▶ [Goal of the exercise]:
Reproduce every one of the items below line for line, changing nothing.

+++

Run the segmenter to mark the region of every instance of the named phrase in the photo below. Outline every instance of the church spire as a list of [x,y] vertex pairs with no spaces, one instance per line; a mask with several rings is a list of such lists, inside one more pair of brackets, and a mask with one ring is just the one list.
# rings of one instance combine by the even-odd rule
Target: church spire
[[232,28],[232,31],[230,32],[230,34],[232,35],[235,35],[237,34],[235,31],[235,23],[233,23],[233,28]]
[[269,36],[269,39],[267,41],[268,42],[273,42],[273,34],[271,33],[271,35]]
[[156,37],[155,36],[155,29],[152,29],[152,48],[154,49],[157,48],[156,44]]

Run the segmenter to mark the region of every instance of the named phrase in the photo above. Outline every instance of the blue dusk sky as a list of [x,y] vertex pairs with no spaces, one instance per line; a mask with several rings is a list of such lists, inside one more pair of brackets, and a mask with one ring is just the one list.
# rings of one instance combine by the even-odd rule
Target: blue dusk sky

+++

▶ [Response]:
Run the segmenter to mark the region of every instance of the named phrase in the photo below. Outline every instance of the church spire as a list of [x,y] vertex pairs with no spaces, one instance per line; a mask with several rings is a list of such lists, inside one more pair of brackets, and a mask with one ring is just the one list.
# rings of one instance combine by the even-odd rule
Target: church spire
[[232,28],[232,31],[230,32],[230,34],[232,35],[235,35],[237,34],[235,31],[235,23],[233,23],[233,28]]
[[269,36],[269,39],[267,41],[268,42],[273,42],[273,34],[271,33],[271,35]]
[[156,37],[155,36],[155,29],[152,29],[152,48],[154,49],[157,48],[156,44]]

Run the segmenter to mark the region of every instance of the named phrase in the photo above. Outline every instance of the blue dusk sky as a list of [x,y] vertex pairs with no spaces, one instance per line; a mask with several rings is a list of such lists, inside one more pair of brackets, and a mask with one ring is just the one list.
# rings of one instance combine by the even-odd rule
Target: blue dusk sky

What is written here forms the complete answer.